##### Exercise data
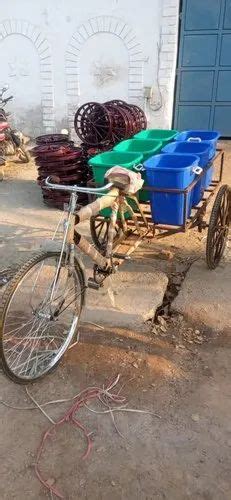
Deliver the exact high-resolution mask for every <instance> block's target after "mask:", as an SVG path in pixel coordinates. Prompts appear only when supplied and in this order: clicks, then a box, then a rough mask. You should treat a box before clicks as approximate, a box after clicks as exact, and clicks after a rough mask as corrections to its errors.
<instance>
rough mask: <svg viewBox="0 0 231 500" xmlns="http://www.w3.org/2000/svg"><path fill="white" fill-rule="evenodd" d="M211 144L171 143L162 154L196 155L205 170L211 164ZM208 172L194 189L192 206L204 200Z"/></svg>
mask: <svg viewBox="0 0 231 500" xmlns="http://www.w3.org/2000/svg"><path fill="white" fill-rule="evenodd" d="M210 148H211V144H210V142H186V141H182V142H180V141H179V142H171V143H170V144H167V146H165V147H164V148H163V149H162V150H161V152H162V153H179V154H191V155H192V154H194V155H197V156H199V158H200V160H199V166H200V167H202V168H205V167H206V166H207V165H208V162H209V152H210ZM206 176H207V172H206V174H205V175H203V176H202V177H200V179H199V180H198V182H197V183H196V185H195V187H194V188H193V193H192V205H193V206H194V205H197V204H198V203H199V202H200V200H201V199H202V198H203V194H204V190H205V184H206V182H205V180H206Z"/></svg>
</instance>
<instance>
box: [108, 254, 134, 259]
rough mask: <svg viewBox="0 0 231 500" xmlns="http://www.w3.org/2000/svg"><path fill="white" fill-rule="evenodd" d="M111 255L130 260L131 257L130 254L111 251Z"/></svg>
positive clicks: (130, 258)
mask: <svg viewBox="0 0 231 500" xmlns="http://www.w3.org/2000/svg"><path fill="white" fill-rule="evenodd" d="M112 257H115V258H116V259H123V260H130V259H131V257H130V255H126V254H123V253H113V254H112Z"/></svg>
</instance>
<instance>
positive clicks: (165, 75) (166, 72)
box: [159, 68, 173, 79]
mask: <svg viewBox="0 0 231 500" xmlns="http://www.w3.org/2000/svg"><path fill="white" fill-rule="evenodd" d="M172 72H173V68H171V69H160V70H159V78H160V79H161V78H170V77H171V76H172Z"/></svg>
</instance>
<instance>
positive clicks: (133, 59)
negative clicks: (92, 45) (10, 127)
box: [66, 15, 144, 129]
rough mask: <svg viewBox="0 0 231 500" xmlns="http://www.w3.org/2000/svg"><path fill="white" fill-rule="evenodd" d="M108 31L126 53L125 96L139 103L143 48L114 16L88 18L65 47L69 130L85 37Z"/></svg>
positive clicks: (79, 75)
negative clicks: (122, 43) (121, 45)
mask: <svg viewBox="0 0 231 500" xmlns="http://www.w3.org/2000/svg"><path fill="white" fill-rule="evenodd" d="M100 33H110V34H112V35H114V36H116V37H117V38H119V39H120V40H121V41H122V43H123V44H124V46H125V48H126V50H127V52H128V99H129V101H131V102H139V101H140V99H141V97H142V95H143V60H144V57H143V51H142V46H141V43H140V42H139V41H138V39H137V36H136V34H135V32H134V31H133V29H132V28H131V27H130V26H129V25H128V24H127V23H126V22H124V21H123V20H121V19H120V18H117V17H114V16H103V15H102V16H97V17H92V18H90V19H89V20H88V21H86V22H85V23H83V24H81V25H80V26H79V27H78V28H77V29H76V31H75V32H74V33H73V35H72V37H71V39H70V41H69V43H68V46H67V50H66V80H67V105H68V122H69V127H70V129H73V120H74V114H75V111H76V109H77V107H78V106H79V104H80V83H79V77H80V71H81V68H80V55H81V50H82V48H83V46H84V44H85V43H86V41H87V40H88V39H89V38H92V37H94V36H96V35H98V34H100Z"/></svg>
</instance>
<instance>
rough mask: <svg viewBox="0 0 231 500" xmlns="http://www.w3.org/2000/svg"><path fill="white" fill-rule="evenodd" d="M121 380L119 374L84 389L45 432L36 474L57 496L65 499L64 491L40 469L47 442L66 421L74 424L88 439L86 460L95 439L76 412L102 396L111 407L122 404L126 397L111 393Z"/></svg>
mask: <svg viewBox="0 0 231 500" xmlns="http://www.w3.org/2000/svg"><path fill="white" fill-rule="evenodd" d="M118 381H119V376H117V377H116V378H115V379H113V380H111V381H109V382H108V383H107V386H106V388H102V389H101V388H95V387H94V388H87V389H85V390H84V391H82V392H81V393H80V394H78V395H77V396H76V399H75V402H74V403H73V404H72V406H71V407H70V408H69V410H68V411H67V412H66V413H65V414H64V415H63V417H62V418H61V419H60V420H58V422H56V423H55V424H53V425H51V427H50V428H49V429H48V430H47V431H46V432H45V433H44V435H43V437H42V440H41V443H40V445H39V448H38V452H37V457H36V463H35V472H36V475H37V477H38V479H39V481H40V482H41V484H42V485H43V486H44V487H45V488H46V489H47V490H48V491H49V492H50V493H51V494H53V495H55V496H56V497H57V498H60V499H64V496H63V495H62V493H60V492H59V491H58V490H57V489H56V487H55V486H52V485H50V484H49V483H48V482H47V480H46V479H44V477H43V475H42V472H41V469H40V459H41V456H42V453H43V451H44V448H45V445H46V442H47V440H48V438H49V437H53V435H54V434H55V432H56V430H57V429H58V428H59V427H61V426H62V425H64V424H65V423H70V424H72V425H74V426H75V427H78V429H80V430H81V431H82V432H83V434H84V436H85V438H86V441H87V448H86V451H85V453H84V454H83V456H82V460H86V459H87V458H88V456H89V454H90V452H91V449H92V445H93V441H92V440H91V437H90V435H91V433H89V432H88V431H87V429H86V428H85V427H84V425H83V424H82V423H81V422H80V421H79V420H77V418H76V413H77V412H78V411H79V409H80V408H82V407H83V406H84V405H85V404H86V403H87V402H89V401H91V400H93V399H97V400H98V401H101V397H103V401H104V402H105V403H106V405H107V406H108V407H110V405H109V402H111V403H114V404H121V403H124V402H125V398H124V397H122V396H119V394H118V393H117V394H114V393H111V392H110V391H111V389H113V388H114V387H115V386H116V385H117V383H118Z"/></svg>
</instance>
##########
**Work required**
Copy out the data verbatim, beginning with the line that contains "31L126 53L125 96L139" and ending after the line that contains "positive clicks: (79, 75)".

**Exercise solution**
rough mask: <svg viewBox="0 0 231 500" xmlns="http://www.w3.org/2000/svg"><path fill="white" fill-rule="evenodd" d="M108 31L126 53L125 96L139 103L143 48L114 16L88 18L65 47L69 130L85 37Z"/></svg>
positive clicks: (79, 75)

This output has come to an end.